| Tasks for this exercise |
[1] In the commentary passage, what does the repetition in "Grace, grace unto it" express?
[2] Condense the paragraph of the commentary passage that begins "With shoutings, crying, Grace, grace unto it!" into a short bulleted list that keeps its main facts.

| Passage provided |
----------------
With shoutings, crying, Grace, grace unto it! The repetition expresses, Grace, perfect; grace from first to last (margin, Isaiah 26:3; Isaiah 57:19). Thus the Jews are urged to pray perseveringly and earnestly that the same grace which completed it may always preserve it. "Shoutings," of acclamation, "with a great shout ... of joy," accompanied the foundation of the literal temple (Ezra 3:11; Ezra 3:13). So shoutings, of "Hosanna" greeted the Saviour in entering Jerusalem (Matthew 21:9), when about to complete the purchase of salvation by His death: His body being the second temple, or place of God's inhabitation (John 2:20-21). So, when the full number of the saints and of Israel shall be complete, and God shall say, "It is done," then again shall "a great voice of much people in heaven" attribute all to the "grace" of God, saying, "Alleluia! Salvation, and glory, and honour, and power unto the Lord our God" (Revelation 19:1; Revelation 19:6). Psalms 118:22 regards Him as "the head-stone of the corner" - i:e., the foundation-stone. Compare the angels' acclamations at His birth, Luke 2:14. Here it is the top-stone. Messiah is not only the "Author," but also the "Finisher of our faith" (Hebrews 12:2). "Grace" is ascribed "unto it" - i:e., the stone, Messiah. Hence, the benediction begins, "The grace of the Lord Jesus Christ" (2 Corinthians 13:14).
----------------
(Data records)
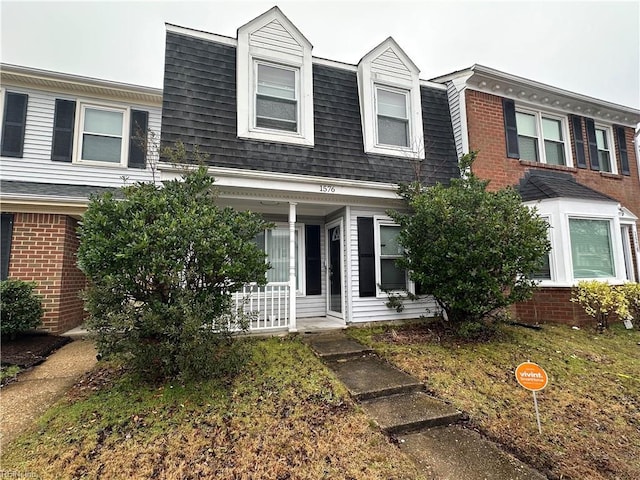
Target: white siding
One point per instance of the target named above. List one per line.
(36, 164)
(390, 65)
(274, 36)
(370, 309)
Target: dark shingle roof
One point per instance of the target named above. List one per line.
(199, 108)
(541, 184)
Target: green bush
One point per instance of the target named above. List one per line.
(20, 307)
(474, 250)
(163, 264)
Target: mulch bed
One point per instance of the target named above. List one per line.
(30, 349)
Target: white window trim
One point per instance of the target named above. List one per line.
(247, 54)
(564, 125)
(608, 131)
(380, 221)
(81, 107)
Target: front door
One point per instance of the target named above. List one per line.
(334, 269)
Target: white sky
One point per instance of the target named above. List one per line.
(592, 48)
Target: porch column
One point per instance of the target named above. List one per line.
(292, 267)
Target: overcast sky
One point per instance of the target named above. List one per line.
(592, 48)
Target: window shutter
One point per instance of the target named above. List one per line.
(366, 257)
(63, 123)
(313, 263)
(138, 139)
(510, 128)
(6, 231)
(593, 146)
(581, 159)
(15, 118)
(622, 151)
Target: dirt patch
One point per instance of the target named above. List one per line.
(30, 349)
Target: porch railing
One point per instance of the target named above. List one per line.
(266, 307)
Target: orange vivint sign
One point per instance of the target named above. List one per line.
(531, 376)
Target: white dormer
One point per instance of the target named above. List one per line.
(390, 104)
(274, 81)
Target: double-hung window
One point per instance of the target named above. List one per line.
(541, 138)
(276, 104)
(102, 134)
(392, 117)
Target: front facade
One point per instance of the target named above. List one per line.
(64, 137)
(573, 158)
(316, 146)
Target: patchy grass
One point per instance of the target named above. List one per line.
(284, 417)
(590, 411)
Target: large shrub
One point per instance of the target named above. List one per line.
(20, 307)
(163, 263)
(474, 250)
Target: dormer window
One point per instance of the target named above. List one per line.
(393, 117)
(276, 104)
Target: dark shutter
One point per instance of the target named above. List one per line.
(313, 262)
(581, 158)
(6, 231)
(366, 257)
(593, 146)
(138, 139)
(14, 120)
(622, 151)
(63, 123)
(510, 128)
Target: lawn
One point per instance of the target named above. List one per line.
(284, 417)
(590, 411)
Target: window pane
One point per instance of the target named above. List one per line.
(528, 148)
(552, 129)
(392, 104)
(554, 152)
(103, 122)
(392, 277)
(393, 132)
(276, 82)
(591, 250)
(103, 149)
(526, 124)
(389, 240)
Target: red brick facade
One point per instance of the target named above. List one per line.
(43, 250)
(486, 131)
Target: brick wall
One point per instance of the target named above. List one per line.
(43, 250)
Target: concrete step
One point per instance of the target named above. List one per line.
(335, 346)
(369, 377)
(457, 453)
(408, 412)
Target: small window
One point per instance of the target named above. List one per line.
(391, 277)
(102, 134)
(591, 248)
(276, 98)
(393, 118)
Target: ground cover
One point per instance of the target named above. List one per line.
(284, 417)
(590, 411)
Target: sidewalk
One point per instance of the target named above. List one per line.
(426, 428)
(23, 401)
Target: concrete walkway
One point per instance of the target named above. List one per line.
(425, 426)
(23, 401)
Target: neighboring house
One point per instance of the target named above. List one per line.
(318, 147)
(63, 137)
(571, 156)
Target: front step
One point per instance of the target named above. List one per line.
(369, 377)
(409, 412)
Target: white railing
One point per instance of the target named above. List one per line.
(266, 307)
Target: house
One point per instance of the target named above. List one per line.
(64, 137)
(318, 147)
(572, 157)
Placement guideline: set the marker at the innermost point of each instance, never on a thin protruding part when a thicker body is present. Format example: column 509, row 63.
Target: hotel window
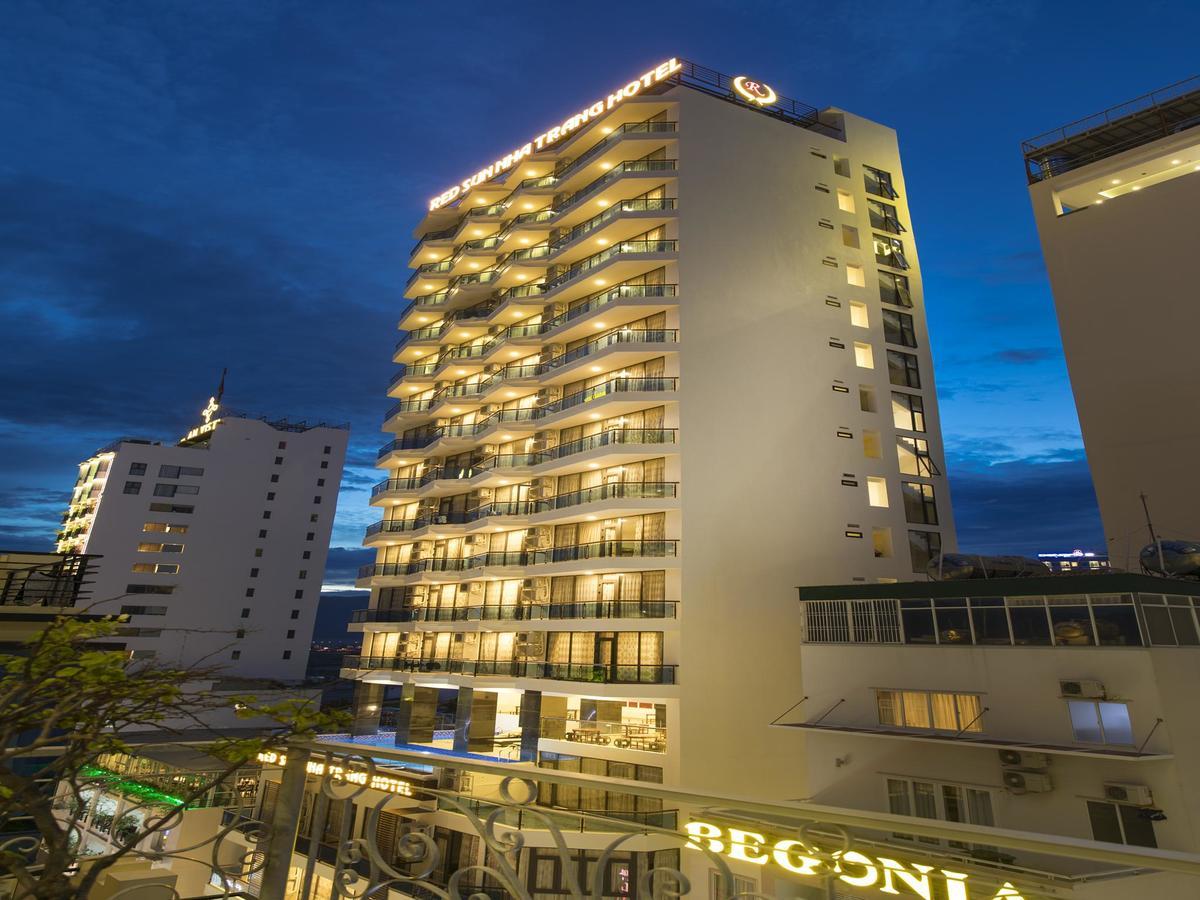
column 177, row 471
column 1101, row 721
column 913, row 456
column 923, row 546
column 1121, row 823
column 894, row 289
column 167, row 527
column 919, row 505
column 930, row 711
column 863, row 355
column 879, row 183
column 903, row 370
column 876, row 491
column 172, row 490
column 883, row 216
column 898, row 328
column 889, row 251
column 907, row 412
column 156, row 568
column 935, row 799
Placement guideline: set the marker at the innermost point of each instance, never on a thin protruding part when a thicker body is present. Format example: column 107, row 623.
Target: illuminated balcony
column 633, row 673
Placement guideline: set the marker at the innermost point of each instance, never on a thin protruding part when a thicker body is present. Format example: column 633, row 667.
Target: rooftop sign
column 551, row 136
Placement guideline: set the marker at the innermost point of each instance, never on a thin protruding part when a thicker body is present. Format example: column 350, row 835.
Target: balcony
column 595, row 673
column 613, row 252
column 523, row 612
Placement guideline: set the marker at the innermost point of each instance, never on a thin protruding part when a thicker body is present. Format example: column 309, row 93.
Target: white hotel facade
column 655, row 366
column 214, row 546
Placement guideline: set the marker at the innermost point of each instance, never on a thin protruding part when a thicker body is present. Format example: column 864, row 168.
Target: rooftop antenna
column 1153, row 538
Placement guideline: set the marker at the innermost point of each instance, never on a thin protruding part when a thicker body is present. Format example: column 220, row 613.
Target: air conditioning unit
column 1024, row 759
column 1019, row 781
column 1087, row 689
column 1122, row 792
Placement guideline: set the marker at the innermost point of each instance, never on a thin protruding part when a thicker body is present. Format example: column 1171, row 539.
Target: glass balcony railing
column 616, row 250
column 604, row 673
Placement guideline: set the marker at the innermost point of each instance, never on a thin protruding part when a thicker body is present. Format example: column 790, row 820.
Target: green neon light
column 127, row 786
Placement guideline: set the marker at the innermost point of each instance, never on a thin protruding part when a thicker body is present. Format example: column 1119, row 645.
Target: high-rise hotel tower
column 658, row 365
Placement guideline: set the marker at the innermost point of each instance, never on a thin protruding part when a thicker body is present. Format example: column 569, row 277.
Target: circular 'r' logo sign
column 754, row 91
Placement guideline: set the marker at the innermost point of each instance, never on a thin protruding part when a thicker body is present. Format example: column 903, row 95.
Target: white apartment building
column 655, row 363
column 1060, row 705
column 1115, row 197
column 215, row 546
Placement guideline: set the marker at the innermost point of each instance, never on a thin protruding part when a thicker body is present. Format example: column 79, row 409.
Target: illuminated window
column 876, row 491
column 930, row 711
column 863, row 355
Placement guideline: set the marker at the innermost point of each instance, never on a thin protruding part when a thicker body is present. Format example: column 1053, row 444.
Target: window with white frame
column 941, row 801
column 1101, row 721
column 930, row 711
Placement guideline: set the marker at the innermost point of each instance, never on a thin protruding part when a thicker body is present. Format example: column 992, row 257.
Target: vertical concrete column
column 531, row 725
column 367, row 708
column 462, row 719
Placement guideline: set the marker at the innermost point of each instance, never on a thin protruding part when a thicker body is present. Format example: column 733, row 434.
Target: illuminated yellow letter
column 870, row 874
column 703, row 829
column 919, row 886
column 743, row 843
column 801, row 864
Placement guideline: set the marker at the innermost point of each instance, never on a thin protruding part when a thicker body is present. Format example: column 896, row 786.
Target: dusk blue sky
column 186, row 186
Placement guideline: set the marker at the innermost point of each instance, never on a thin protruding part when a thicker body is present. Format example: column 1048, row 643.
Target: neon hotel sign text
column 881, row 874
column 552, row 136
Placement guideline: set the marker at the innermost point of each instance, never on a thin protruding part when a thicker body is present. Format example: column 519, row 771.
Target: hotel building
column 1115, row 197
column 1060, row 705
column 215, row 546
column 654, row 365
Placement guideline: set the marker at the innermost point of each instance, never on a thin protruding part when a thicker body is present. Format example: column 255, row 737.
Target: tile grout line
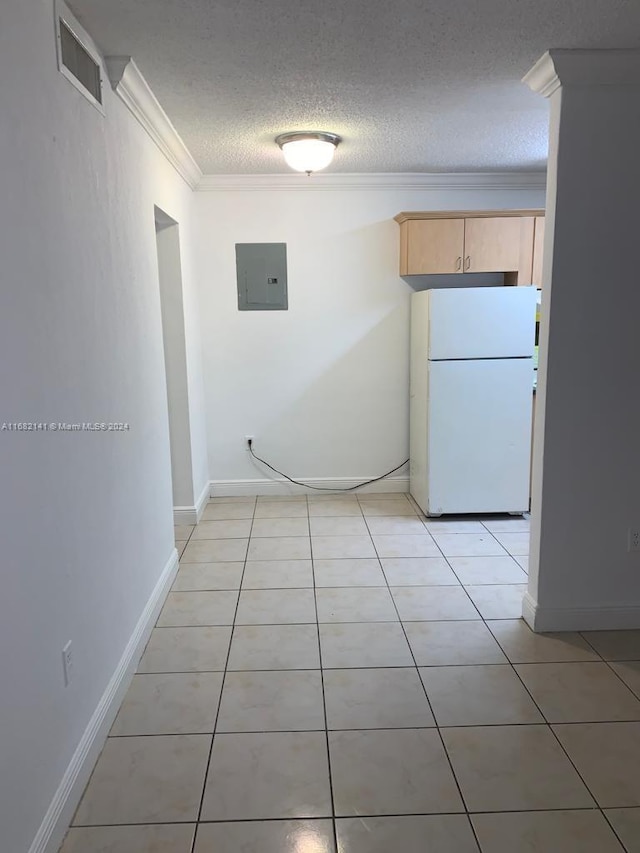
----------------
| Responses in order |
[1] It expresses perfect grace, grace from first to last.

[2]
- The repeated "Grace, grace" means perfect grace, from first to last. It urges the Jews to pray earnestly that the grace that completed the temple may always preserve it.
- Shouts of joy accompanied the foundation of the literal temple (Ezra 3:11, 13).
- Shouts of "Hosanna" greeted the Saviour entering Jerusalem (Matthew 21:9). His body is the second temple (John 2:20-21).
- When the saints and Israel are complete, a great voice in heaven will ascribe all to God's grace (Revelation 19:1, 6).
- Psalms 118:22 calls Him the head-stone of the corner, the foundation-stone. Here He is the top-stone.
- Messiah is both the "Author" and the "Finisher of our faith" (Hebrews 12:2).
- "Grace" is ascribed to the stone, Messiah. Hence the benediction begins "The grace of the Lord Jesus Christ" (2 Corinthians 13:14).